Given exercise:
Show each line in the rows below that contains the word "soldiers", copying the whole line. Case counts.

Excerpted records:
□ □ □
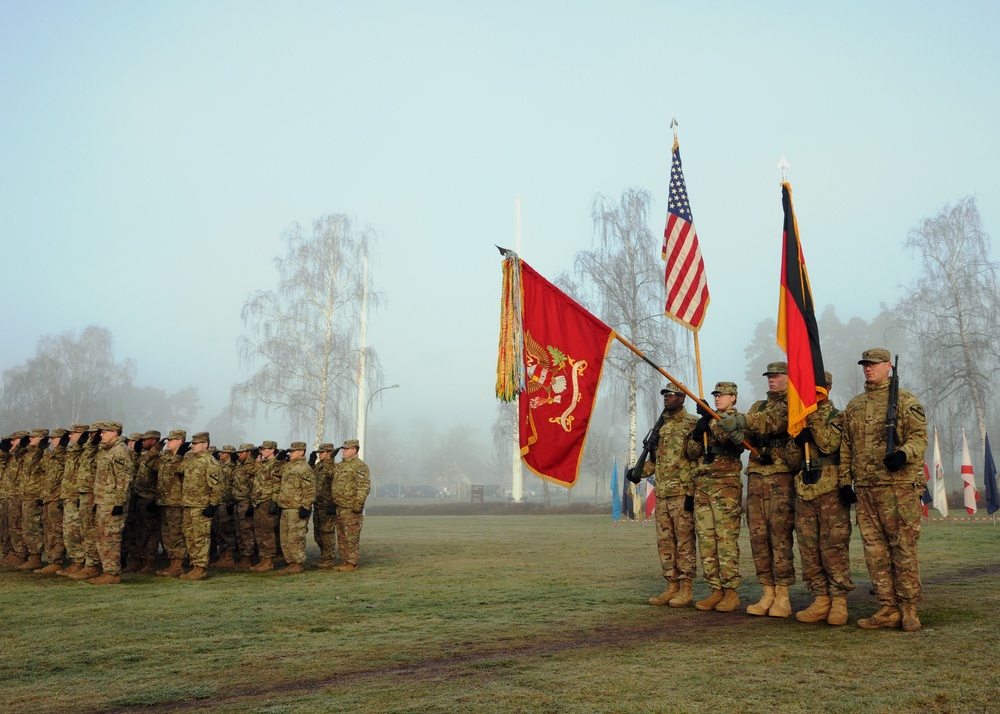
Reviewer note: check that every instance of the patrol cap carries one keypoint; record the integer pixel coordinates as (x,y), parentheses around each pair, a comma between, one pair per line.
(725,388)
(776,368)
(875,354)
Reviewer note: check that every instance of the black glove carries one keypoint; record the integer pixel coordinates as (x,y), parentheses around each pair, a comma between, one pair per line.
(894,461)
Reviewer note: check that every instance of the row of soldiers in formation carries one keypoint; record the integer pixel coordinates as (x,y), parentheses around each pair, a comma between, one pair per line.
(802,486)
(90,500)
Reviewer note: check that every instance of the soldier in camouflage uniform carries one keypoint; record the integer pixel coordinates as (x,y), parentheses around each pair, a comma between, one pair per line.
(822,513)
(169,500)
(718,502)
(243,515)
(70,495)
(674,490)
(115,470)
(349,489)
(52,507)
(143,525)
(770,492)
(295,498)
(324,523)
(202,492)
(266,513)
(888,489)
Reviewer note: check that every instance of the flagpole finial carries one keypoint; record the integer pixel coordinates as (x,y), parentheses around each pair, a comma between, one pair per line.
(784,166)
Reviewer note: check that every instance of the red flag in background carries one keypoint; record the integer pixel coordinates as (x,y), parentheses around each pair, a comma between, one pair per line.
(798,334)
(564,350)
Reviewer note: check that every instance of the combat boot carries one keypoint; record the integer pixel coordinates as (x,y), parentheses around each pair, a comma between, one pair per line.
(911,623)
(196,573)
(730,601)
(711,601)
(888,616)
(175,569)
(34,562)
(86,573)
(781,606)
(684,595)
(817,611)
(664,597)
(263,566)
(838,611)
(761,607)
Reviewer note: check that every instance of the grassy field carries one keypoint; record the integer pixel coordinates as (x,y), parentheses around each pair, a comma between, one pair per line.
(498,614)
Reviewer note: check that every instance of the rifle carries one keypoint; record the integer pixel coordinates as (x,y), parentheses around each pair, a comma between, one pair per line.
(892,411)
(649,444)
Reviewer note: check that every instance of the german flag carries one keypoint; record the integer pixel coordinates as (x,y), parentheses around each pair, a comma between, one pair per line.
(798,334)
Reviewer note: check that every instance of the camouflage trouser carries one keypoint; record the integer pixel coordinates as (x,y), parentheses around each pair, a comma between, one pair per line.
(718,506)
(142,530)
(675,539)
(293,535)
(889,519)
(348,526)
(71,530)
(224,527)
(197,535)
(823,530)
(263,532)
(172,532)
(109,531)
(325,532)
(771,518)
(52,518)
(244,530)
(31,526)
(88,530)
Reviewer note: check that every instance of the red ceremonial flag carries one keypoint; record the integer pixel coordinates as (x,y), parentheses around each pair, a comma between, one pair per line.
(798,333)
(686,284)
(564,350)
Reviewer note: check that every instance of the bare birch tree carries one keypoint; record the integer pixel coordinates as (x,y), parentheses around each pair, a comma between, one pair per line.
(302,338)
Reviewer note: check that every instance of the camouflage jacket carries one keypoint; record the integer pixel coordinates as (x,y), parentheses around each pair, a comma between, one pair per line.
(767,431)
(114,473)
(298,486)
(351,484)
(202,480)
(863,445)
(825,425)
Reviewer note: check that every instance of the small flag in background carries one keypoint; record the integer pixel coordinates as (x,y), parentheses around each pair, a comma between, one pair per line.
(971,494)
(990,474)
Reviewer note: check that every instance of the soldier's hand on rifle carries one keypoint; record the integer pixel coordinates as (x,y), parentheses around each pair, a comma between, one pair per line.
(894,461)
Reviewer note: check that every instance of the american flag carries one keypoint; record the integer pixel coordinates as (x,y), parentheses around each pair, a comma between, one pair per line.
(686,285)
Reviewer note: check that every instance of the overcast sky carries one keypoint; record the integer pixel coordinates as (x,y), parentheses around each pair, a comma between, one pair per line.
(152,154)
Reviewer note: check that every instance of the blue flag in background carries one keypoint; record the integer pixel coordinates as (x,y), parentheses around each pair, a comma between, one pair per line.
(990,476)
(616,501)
□ □ □
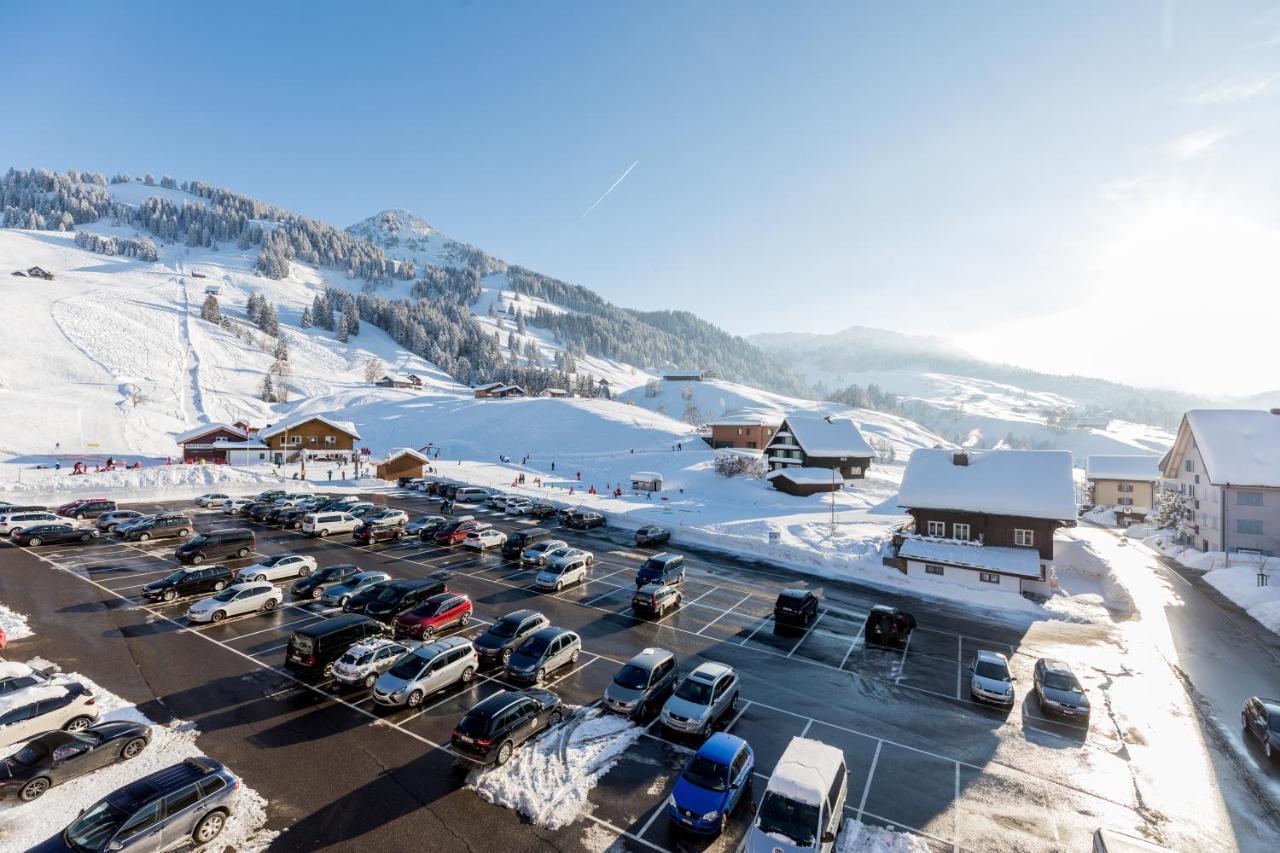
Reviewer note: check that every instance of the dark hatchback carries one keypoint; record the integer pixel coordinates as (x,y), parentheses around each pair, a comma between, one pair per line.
□ □ □
Answer to the task:
Reviewer note: check that every instance of the row of soldiers in formation carries one keypoint; record the integer pixel coordinates as (x,y), parentheses around each pair, a comma between, one pair per line.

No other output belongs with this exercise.